*TASK DESCRIPTION*
Rewrite all of the lines below with every "positive clicks" swapped for "foreground clicks" and nothing else changed. Leave the pictures out of your answer.

── DATA SECTION

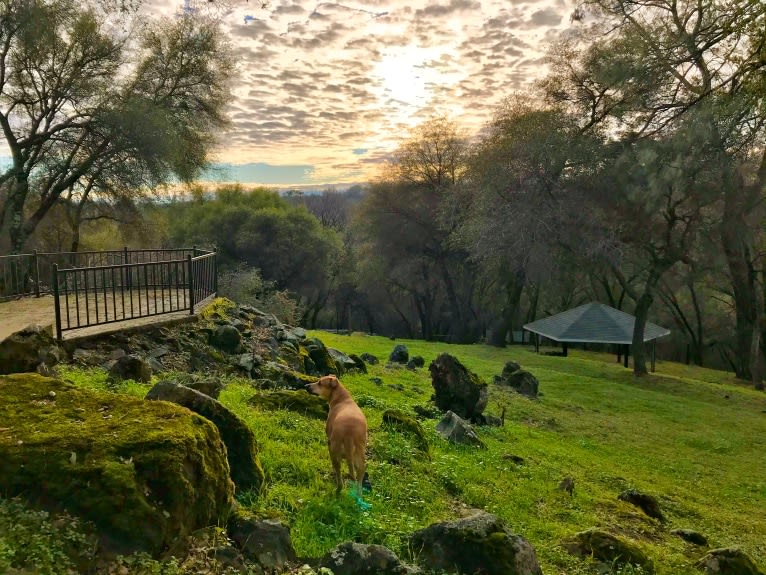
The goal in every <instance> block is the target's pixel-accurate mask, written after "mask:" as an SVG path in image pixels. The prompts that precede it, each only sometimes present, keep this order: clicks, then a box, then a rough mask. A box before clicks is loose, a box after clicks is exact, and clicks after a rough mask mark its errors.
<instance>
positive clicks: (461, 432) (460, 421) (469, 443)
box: [436, 411, 485, 447]
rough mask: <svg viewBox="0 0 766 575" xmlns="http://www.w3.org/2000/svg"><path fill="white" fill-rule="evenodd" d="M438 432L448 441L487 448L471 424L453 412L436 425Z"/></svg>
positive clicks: (478, 446) (448, 412) (448, 411)
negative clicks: (476, 434) (473, 445)
mask: <svg viewBox="0 0 766 575" xmlns="http://www.w3.org/2000/svg"><path fill="white" fill-rule="evenodd" d="M436 431H437V433H438V434H439V435H441V436H442V437H443V438H444V439H446V440H447V441H450V442H452V443H460V444H464V445H475V446H477V447H485V445H484V442H483V441H482V440H481V439H479V436H478V435H476V432H475V431H474V430H473V427H471V424H470V423H468V422H467V421H465V420H464V419H462V418H461V417H460V416H458V415H457V414H455V413H453V412H452V411H448V412H447V414H446V415H445V416H444V418H443V419H442V420H441V421H440V422H439V423H438V424H437V425H436Z"/></svg>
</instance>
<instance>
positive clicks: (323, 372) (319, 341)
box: [301, 337, 342, 377]
mask: <svg viewBox="0 0 766 575" xmlns="http://www.w3.org/2000/svg"><path fill="white" fill-rule="evenodd" d="M301 347H303V348H305V350H306V353H308V356H309V358H310V359H311V361H312V362H313V364H314V370H313V371H310V372H309V371H307V372H306V373H311V374H312V375H318V376H320V377H321V376H324V375H330V374H335V375H338V376H340V375H342V374H341V373H340V372H339V371H338V365H337V364H336V363H335V360H334V359H333V358H332V356H331V355H330V352H328V351H327V347H325V344H324V343H322V340H320V339H317V338H315V337H312V338H309V339H307V340H306V341H304V342H303V344H302V346H301Z"/></svg>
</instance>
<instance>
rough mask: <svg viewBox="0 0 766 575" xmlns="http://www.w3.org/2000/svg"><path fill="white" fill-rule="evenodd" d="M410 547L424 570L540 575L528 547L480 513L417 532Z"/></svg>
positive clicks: (488, 516) (498, 573)
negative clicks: (412, 550) (410, 546)
mask: <svg viewBox="0 0 766 575" xmlns="http://www.w3.org/2000/svg"><path fill="white" fill-rule="evenodd" d="M410 546H411V548H412V550H413V552H414V554H415V555H416V556H417V558H418V564H419V565H420V566H422V567H423V568H425V569H427V570H433V571H447V572H454V570H455V569H457V571H458V573H460V574H466V575H473V574H474V573H483V574H485V575H509V574H511V573H512V574H514V575H542V570H541V569H540V565H539V563H538V562H537V554H536V553H535V550H534V548H533V547H532V545H530V543H529V542H528V541H527V540H526V539H524V538H523V537H521V536H519V535H515V534H514V533H512V532H511V531H510V530H509V529H508V528H507V527H506V526H505V525H504V524H503V523H502V522H501V521H500V519H498V518H497V517H496V516H495V515H492V514H490V513H485V512H483V511H481V512H478V513H477V514H475V515H473V516H471V517H466V518H464V519H458V520H456V521H447V522H444V523H436V524H434V525H431V526H430V527H427V528H425V529H422V530H420V531H417V532H416V533H415V534H413V536H412V538H411V539H410Z"/></svg>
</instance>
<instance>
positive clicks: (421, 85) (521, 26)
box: [144, 0, 574, 186]
mask: <svg viewBox="0 0 766 575" xmlns="http://www.w3.org/2000/svg"><path fill="white" fill-rule="evenodd" d="M146 1H147V2H148V3H147V5H146V6H145V8H144V9H146V10H150V11H154V12H156V13H164V14H171V13H174V12H176V11H178V10H179V9H180V8H181V7H182V6H183V2H184V0H146ZM190 1H191V2H192V4H194V3H195V2H197V3H198V6H200V7H201V8H202V9H203V10H204V9H207V8H208V5H209V3H208V2H206V1H204V0H190ZM224 1H225V2H226V6H227V8H226V9H225V10H223V11H222V12H219V16H220V17H221V18H222V21H223V23H224V25H225V27H226V28H227V33H228V35H229V38H230V40H231V44H232V46H233V48H234V54H235V59H236V62H237V77H236V80H235V82H234V85H233V95H234V97H233V101H232V103H231V105H230V109H229V115H230V118H231V120H232V128H231V129H230V130H229V131H228V132H227V133H225V134H223V135H222V137H221V143H220V144H219V146H218V147H217V149H216V151H215V154H214V159H215V161H216V163H217V165H216V169H215V170H213V171H212V172H210V173H209V174H208V175H207V178H208V179H212V180H218V181H240V182H243V183H248V184H259V183H260V184H266V185H271V186H274V185H276V186H289V185H310V184H314V185H315V184H340V183H344V182H347V183H352V182H364V181H367V180H369V179H370V178H371V177H374V175H375V173H377V171H378V170H379V168H380V165H381V163H382V162H384V161H385V160H386V159H387V158H388V157H390V154H391V152H392V150H394V149H395V148H396V146H397V145H398V144H399V143H400V142H401V141H402V139H403V138H406V137H407V136H408V135H409V131H410V129H411V128H412V127H414V126H415V125H417V124H420V123H422V122H423V121H425V120H427V119H429V118H431V117H434V116H439V115H447V116H448V117H450V118H452V119H454V120H455V121H456V122H457V123H459V125H460V126H462V127H463V128H465V129H466V130H467V131H468V133H476V132H477V131H478V130H479V129H480V128H481V126H482V125H484V123H486V121H487V120H489V119H490V118H491V116H492V113H493V110H494V109H495V107H496V106H497V104H499V103H500V101H501V100H502V99H503V98H505V97H507V96H509V95H510V94H511V93H512V92H514V91H519V90H520V91H524V89H525V88H527V87H528V86H529V84H530V83H531V82H532V81H534V80H535V79H537V78H539V77H540V76H541V75H542V74H543V73H544V65H543V61H542V58H543V55H544V52H545V50H546V48H547V47H548V46H549V45H550V43H551V42H552V41H554V40H555V39H556V37H557V36H558V35H559V34H560V33H561V32H562V31H564V30H566V29H567V28H568V27H569V26H570V25H571V23H570V19H569V15H570V13H571V11H572V9H573V7H574V4H573V1H572V0H525V1H520V0H358V1H357V0H348V1H345V0H341V1H339V2H322V1H319V2H317V1H316V0H268V2H266V1H262V0H224ZM220 6H223V5H220Z"/></svg>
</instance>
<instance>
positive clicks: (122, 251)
mask: <svg viewBox="0 0 766 575" xmlns="http://www.w3.org/2000/svg"><path fill="white" fill-rule="evenodd" d="M122 263H123V264H124V265H125V287H127V288H128V291H129V292H131V298H132V297H133V294H132V290H133V287H132V286H133V277H132V276H133V274H132V273H131V269H130V268H129V267H128V264H129V263H130V254H129V253H128V246H125V247H124V248H122Z"/></svg>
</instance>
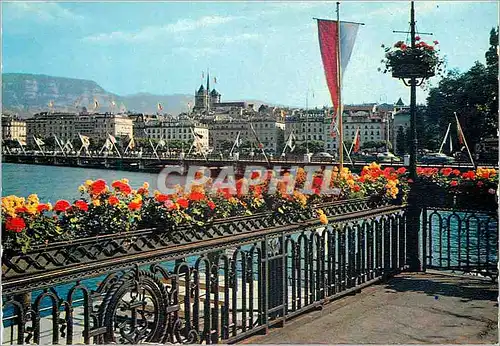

────

*TASK ANSWER*
The goal in every <instance> block is the target's pixel-accurate mask, written after "mask:" as an SVG path in image pixels. The prompts that precede it, each only sometimes present, keep this order: clicks, then a box, then a rough mask. A box before clicks is loose, a box after clicks is exact, and clicks after a rough mask mark its errors.
<instance>
foreground clicks: (461, 432) (460, 421) (469, 443)
box: [436, 411, 485, 447]
rough mask: <svg viewBox="0 0 766 575" xmlns="http://www.w3.org/2000/svg"><path fill="white" fill-rule="evenodd" d="M438 432L448 441L487 448L471 424L453 412L436 425Z"/></svg>
foreground clicks: (478, 446) (448, 412) (448, 411)
negative clicks: (476, 434) (473, 445)
mask: <svg viewBox="0 0 766 575" xmlns="http://www.w3.org/2000/svg"><path fill="white" fill-rule="evenodd" d="M436 431H437V433H438V434H439V435H441V436H442V437H443V438H444V439H446V440H447V441H450V442H452V443H460V444H464V445H475V446H477V447H485V445H484V442H483V441H482V440H481V439H479V436H478V435H476V432H475V431H474V430H473V427H471V424H470V423H468V422H467V421H465V420H464V419H462V418H461V417H460V416H458V415H457V414H455V413H453V412H452V411H448V412H447V414H446V415H445V416H444V418H443V419H442V420H441V421H440V422H439V423H438V424H437V425H436Z"/></svg>
</instance>
<instance>
foreground clicks: (323, 372) (319, 341)
box: [301, 337, 342, 377]
mask: <svg viewBox="0 0 766 575" xmlns="http://www.w3.org/2000/svg"><path fill="white" fill-rule="evenodd" d="M301 347H303V348H305V350H306V353H308V356H309V358H310V359H311V361H312V362H313V364H314V370H313V371H310V372H309V371H307V372H306V373H311V374H312V375H318V376H320V377H321V376H324V375H330V374H335V375H338V376H340V375H342V374H341V373H340V372H339V371H338V365H337V364H336V363H335V360H334V359H333V358H332V356H331V355H330V352H328V351H327V347H325V344H324V343H322V340H320V339H317V338H315V337H312V338H309V339H307V340H306V341H304V342H303V344H302V346H301Z"/></svg>
</instance>
<instance>
rough mask: <svg viewBox="0 0 766 575" xmlns="http://www.w3.org/2000/svg"><path fill="white" fill-rule="evenodd" d="M410 547L424 570L540 575L528 547L480 513L417 532Z"/></svg>
foreground clicks: (488, 516) (498, 573)
negative clicks: (412, 550) (410, 546)
mask: <svg viewBox="0 0 766 575" xmlns="http://www.w3.org/2000/svg"><path fill="white" fill-rule="evenodd" d="M410 546H411V548H412V550H413V552H414V554H415V555H416V556H417V558H418V564H419V565H420V566H422V567H423V568H425V569H427V570H433V571H447V572H454V570H455V569H457V571H458V573H460V574H466V575H473V574H474V573H483V574H485V575H509V574H511V573H512V574H514V575H542V570H541V569H540V565H539V563H538V562H537V554H536V553H535V550H534V548H533V547H532V545H530V543H529V542H528V541H527V540H526V539H524V538H523V537H521V536H519V535H515V534H514V533H512V532H511V531H510V530H509V529H508V528H507V527H506V526H505V525H504V524H503V523H502V522H501V521H500V519H498V518H497V517H496V516H495V515H492V514H490V513H485V512H483V511H481V512H478V513H477V514H475V515H473V516H471V517H466V518H464V519H458V520H456V521H447V522H444V523H436V524H434V525H431V526H430V527H427V528H425V529H422V530H420V531H417V532H416V533H415V534H413V536H412V538H411V539H410Z"/></svg>
</instance>
<instance>
foreground clicks: (421, 85) (521, 26)
box: [144, 0, 574, 186]
mask: <svg viewBox="0 0 766 575" xmlns="http://www.w3.org/2000/svg"><path fill="white" fill-rule="evenodd" d="M146 1H147V2H148V3H147V5H146V6H145V8H144V9H146V10H150V11H154V12H156V13H164V14H171V13H174V12H176V11H178V10H179V9H180V8H181V7H182V6H183V2H184V0H146ZM190 1H191V2H192V4H194V3H195V2H197V3H198V6H200V7H201V8H202V9H203V10H204V9H207V8H208V5H209V3H208V2H206V1H204V0H190ZM224 1H225V2H226V6H227V8H226V9H225V10H223V11H222V12H219V16H220V17H221V18H222V21H223V23H224V25H225V27H226V28H227V33H228V35H229V38H230V40H231V44H232V46H233V48H234V54H235V59H236V62H237V77H236V80H235V82H234V85H233V95H234V97H233V101H232V103H231V105H230V109H229V115H230V118H231V120H232V128H231V129H230V130H229V131H228V132H227V133H225V134H223V135H222V137H221V143H220V144H219V146H218V147H217V149H216V151H215V154H214V159H215V161H216V163H217V165H216V169H215V170H213V171H212V172H210V173H209V174H208V175H207V178H208V179H212V180H218V181H240V182H243V183H248V184H259V183H260V184H266V185H271V186H274V185H276V186H289V185H310V184H314V185H315V184H340V183H344V182H347V183H352V182H364V181H367V180H369V179H370V178H371V177H374V175H375V173H377V171H378V170H379V168H380V165H381V163H382V162H384V161H385V160H386V159H387V158H388V157H390V154H391V152H392V150H394V149H395V148H396V146H397V145H398V144H399V143H400V142H401V141H402V139H403V138H406V137H407V136H408V135H409V131H410V129H411V128H412V127H414V126H415V125H417V124H420V123H422V122H423V121H425V120H427V119H429V118H431V117H434V116H439V115H447V116H448V117H450V118H452V119H454V120H455V121H456V122H457V123H459V125H460V126H462V127H463V128H465V129H466V130H467V131H468V133H476V132H477V131H478V130H479V129H480V128H481V126H482V125H484V123H486V121H487V120H489V119H490V118H491V116H492V113H493V110H494V109H495V107H496V106H497V104H499V103H500V101H501V100H502V99H503V98H505V97H507V96H509V95H510V94H511V93H512V92H514V91H519V90H520V91H524V89H525V88H527V87H528V86H529V84H530V83H531V82H532V81H534V80H535V79H537V78H539V77H540V76H541V75H542V74H543V73H544V65H543V61H542V58H543V55H544V52H545V50H546V48H547V47H548V46H549V45H550V43H551V42H552V41H554V40H555V39H556V37H557V36H558V35H559V34H560V33H561V32H562V31H564V30H566V29H567V28H568V27H569V26H570V25H571V23H570V19H569V15H570V13H571V11H572V9H573V7H574V4H573V1H572V0H525V1H520V0H358V1H357V0H348V1H345V0H341V1H339V2H322V1H319V2H317V1H316V0H268V2H266V1H262V0H224ZM220 6H223V5H220Z"/></svg>
</instance>
<instance>
foreground clicks: (122, 251)
mask: <svg viewBox="0 0 766 575" xmlns="http://www.w3.org/2000/svg"><path fill="white" fill-rule="evenodd" d="M122 263H123V264H124V265H125V287H127V288H128V291H129V292H131V298H132V297H133V294H132V290H133V287H132V286H133V277H132V276H133V274H132V273H131V269H130V268H129V267H128V264H129V263H130V254H129V253H128V246H125V247H124V248H122Z"/></svg>
</instance>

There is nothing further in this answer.